▶ [DIRECTION]:
Only the lines from the one containing "target: pistachio nut" through the final line of the material below should be output, exactly as they stand.

▶ [EXTRACTED INFORMATION]:

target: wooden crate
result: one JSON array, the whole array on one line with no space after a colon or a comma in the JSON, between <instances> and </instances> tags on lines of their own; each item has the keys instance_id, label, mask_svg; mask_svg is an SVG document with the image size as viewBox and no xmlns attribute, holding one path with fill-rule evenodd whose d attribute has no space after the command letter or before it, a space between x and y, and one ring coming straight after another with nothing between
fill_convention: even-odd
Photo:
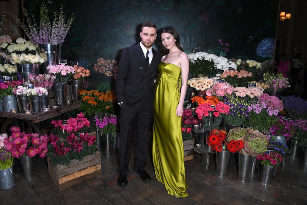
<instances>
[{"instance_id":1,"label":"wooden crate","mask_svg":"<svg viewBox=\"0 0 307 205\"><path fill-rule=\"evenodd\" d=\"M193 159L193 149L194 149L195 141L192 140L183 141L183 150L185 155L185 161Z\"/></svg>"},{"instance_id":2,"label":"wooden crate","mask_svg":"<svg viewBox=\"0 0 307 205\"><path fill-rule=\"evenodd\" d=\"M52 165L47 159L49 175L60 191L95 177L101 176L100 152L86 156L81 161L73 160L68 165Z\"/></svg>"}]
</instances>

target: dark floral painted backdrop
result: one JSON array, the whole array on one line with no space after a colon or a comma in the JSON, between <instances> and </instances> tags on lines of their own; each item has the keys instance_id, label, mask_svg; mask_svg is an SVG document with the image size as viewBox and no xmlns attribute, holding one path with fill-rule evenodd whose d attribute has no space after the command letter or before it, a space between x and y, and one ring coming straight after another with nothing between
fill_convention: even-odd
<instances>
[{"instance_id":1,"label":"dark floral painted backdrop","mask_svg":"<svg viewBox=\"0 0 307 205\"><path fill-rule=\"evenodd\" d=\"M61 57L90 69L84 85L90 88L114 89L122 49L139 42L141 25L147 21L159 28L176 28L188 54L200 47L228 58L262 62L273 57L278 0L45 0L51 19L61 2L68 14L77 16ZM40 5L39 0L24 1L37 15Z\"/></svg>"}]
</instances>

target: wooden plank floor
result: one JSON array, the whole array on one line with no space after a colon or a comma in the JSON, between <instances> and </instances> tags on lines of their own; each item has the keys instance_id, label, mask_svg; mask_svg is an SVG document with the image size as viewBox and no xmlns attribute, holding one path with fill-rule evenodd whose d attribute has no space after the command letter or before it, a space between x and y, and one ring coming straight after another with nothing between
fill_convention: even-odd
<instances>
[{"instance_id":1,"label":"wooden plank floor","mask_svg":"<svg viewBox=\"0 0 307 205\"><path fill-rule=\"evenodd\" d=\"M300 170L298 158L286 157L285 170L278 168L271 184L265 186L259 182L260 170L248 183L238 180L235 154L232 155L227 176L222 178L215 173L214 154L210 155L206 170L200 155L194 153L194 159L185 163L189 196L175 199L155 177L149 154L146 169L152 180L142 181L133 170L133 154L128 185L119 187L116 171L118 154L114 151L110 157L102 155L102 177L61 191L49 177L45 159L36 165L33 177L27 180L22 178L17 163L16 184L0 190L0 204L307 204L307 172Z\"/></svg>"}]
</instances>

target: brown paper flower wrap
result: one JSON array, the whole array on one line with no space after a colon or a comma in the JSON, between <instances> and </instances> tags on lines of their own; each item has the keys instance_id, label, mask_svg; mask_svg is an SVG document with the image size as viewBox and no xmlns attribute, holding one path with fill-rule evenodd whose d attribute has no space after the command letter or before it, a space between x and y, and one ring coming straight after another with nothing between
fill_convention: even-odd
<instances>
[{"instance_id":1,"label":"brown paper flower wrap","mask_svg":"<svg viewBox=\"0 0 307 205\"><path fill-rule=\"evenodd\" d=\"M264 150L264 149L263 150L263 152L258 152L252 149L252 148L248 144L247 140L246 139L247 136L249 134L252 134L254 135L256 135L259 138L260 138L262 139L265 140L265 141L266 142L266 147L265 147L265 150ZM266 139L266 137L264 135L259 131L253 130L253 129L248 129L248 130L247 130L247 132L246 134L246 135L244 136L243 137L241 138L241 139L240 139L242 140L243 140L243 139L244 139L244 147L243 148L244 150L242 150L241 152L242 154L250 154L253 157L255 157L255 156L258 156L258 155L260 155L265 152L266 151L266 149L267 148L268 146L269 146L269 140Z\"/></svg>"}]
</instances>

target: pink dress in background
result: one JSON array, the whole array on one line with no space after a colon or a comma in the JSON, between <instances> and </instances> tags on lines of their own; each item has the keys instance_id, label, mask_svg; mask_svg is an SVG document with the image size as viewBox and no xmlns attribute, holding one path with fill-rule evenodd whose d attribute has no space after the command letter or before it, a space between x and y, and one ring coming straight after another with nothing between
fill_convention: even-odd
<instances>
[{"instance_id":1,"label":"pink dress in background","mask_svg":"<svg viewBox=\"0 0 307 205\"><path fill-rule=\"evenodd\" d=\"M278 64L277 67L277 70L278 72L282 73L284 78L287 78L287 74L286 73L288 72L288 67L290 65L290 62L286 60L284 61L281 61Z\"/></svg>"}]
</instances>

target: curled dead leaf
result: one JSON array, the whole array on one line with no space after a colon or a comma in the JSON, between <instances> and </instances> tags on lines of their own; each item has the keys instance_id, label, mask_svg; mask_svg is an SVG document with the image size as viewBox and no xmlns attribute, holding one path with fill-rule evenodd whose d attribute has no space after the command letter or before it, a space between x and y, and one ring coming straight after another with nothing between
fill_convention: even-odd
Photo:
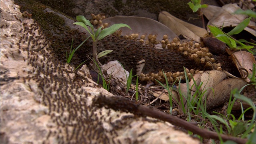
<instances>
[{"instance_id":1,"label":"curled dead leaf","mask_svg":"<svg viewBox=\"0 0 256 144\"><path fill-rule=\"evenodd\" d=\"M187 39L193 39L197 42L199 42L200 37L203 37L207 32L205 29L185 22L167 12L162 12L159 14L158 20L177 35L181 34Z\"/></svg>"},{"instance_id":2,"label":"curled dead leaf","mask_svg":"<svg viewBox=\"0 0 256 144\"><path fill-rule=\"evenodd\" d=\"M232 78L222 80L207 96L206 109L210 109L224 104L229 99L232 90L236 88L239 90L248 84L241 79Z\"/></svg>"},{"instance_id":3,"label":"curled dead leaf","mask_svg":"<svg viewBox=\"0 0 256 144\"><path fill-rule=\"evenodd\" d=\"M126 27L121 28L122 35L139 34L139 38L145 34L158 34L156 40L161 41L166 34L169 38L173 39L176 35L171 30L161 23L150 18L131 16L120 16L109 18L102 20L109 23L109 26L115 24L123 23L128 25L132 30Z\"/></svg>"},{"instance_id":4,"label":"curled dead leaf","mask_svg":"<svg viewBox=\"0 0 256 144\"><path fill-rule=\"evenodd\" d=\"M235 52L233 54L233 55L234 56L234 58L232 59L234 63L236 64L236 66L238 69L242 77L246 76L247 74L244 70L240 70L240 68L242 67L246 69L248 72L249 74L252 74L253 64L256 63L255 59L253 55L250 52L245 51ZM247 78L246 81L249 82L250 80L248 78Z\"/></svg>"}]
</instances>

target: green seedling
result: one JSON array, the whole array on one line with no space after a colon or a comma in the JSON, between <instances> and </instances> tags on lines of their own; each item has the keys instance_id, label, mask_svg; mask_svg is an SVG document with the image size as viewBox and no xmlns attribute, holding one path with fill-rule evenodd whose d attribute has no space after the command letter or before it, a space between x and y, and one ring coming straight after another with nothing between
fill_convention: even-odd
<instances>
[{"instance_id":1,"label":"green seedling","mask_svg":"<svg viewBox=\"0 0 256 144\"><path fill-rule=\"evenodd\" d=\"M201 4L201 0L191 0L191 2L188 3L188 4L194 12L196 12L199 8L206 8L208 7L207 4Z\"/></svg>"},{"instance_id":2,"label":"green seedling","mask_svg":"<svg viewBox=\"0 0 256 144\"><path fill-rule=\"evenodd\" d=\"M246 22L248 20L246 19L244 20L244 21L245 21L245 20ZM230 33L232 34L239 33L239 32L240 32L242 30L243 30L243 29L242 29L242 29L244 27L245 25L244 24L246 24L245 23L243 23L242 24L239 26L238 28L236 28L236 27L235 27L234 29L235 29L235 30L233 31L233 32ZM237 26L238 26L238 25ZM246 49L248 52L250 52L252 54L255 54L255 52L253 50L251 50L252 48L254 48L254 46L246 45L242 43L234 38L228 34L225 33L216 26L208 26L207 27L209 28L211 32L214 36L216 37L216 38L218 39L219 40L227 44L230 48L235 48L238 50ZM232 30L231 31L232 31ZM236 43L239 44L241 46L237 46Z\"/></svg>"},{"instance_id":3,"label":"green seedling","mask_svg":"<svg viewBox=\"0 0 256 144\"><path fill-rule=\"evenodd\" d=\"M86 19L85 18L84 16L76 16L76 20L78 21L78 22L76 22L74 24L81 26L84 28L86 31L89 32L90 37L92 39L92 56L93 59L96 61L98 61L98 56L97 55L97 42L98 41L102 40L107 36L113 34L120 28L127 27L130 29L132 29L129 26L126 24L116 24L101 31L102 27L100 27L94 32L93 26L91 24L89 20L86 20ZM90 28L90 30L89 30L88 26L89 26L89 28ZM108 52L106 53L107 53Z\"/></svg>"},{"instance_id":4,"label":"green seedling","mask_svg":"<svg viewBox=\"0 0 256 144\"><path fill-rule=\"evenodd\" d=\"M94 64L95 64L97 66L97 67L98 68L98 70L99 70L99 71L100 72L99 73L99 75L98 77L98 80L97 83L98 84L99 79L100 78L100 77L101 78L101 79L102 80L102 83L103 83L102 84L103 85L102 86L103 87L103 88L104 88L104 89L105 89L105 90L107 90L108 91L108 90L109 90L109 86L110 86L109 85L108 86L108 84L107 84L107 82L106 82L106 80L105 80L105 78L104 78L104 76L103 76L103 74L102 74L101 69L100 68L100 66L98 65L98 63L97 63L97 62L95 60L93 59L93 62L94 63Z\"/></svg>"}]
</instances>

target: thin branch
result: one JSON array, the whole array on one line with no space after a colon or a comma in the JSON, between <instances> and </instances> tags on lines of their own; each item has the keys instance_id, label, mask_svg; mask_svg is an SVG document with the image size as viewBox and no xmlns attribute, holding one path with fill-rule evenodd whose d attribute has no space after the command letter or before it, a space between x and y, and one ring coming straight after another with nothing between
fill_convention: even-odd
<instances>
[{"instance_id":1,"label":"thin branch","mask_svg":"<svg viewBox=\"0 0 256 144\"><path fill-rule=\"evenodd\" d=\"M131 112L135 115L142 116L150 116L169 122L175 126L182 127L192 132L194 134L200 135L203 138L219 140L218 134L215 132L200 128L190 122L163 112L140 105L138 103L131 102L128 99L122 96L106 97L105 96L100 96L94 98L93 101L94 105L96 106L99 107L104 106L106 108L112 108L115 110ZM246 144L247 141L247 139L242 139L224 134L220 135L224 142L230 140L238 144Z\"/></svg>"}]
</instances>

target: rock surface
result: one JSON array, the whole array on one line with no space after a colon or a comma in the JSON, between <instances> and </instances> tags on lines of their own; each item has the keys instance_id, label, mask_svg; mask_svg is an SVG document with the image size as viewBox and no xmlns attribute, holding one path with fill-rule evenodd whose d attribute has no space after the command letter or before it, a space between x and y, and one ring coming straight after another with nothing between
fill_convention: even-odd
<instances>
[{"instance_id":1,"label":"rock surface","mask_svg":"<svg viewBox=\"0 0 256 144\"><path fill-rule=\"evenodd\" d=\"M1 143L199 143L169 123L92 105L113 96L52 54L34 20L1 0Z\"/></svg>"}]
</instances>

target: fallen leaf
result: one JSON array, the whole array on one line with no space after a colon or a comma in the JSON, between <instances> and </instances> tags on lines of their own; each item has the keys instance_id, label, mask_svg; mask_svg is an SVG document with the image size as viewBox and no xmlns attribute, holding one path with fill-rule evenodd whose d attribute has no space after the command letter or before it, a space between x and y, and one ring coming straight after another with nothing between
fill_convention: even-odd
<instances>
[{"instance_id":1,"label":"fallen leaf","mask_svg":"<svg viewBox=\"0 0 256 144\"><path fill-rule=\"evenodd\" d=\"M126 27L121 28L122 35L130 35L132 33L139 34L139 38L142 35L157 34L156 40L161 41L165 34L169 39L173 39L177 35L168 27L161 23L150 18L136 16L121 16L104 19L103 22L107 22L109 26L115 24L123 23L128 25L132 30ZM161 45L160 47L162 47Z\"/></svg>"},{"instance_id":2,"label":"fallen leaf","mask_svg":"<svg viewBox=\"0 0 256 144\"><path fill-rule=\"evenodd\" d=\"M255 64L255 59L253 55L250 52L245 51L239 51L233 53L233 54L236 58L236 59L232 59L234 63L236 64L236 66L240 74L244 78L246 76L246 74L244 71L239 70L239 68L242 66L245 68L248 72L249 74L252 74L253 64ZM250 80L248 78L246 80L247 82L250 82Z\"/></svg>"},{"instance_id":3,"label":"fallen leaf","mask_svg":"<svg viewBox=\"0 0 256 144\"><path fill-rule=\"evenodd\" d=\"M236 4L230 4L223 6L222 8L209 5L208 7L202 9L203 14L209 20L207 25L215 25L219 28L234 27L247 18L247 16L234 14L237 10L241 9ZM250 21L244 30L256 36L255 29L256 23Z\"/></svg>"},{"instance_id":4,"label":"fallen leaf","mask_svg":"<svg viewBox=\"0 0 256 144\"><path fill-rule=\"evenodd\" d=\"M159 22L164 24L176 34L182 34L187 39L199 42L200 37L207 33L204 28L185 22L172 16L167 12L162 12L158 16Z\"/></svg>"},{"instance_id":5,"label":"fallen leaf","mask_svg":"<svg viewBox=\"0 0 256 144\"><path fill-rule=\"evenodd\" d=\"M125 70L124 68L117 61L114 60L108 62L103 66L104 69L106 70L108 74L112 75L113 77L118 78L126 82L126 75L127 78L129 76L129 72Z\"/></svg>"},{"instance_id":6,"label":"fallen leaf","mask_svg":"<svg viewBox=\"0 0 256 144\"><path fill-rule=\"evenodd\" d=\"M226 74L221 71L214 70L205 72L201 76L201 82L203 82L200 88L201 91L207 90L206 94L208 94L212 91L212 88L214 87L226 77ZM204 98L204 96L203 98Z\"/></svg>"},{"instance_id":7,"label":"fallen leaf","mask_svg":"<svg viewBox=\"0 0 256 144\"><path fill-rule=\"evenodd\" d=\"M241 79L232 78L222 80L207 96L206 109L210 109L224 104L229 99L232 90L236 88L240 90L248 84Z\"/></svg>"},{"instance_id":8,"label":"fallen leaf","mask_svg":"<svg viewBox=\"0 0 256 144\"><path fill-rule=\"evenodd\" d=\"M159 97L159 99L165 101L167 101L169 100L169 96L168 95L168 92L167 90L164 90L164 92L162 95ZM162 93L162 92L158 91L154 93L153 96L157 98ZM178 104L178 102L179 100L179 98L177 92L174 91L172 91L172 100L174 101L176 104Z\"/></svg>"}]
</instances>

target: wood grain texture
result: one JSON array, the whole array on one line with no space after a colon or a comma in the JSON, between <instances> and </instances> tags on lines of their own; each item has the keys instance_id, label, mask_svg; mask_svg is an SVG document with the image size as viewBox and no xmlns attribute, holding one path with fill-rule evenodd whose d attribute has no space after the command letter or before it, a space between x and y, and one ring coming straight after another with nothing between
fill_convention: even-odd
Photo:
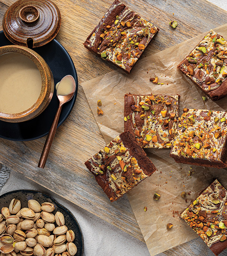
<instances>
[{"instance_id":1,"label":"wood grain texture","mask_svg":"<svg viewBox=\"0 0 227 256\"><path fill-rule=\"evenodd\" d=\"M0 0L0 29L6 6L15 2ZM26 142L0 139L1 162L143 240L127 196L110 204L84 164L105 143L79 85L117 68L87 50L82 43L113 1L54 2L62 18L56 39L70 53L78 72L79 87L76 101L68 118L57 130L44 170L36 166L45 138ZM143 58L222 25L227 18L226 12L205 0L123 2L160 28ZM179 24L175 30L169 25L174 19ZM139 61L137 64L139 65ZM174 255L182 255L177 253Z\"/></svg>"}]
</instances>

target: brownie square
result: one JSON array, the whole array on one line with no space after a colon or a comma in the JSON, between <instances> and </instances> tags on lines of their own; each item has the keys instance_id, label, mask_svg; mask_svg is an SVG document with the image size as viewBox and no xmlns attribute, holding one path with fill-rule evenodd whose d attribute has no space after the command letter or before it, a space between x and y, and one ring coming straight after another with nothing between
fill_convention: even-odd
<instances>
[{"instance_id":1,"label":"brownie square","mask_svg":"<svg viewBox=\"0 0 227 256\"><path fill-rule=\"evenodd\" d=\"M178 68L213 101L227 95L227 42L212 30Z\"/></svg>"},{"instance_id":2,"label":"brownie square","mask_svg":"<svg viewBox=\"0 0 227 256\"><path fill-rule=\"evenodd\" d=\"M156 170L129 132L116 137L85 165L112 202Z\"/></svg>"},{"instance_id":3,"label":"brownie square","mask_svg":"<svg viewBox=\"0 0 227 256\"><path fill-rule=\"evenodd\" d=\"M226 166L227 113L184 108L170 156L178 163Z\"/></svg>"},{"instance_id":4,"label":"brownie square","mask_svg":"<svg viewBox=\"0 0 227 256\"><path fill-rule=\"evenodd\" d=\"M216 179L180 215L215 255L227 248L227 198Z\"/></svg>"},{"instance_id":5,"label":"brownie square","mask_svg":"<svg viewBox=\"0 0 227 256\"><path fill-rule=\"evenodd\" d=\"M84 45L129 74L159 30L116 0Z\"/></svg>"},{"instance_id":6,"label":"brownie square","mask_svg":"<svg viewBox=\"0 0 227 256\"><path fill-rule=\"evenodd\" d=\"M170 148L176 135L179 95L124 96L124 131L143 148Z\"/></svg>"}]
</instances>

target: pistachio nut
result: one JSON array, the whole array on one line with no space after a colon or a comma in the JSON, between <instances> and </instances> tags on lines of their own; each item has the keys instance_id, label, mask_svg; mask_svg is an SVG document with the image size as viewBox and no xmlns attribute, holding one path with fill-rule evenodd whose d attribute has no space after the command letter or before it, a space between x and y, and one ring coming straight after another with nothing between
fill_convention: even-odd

▶ [SOLUTION BELOW]:
target: pistachio nut
result: one JSON array, the whole array on one line with no space after a colon or a comma in the JSON, between <instances> and </instances> tags on lines of their own; each item has the keys instance_id, label, mask_svg; mask_svg is an SVG document with the image size as viewBox and no xmlns attribute, holding one path with fill-rule evenodd whose d attribute has no space after the command letter or before it, a space between x and y, and one ring coming straight after another with nothing between
fill_convention: even-odd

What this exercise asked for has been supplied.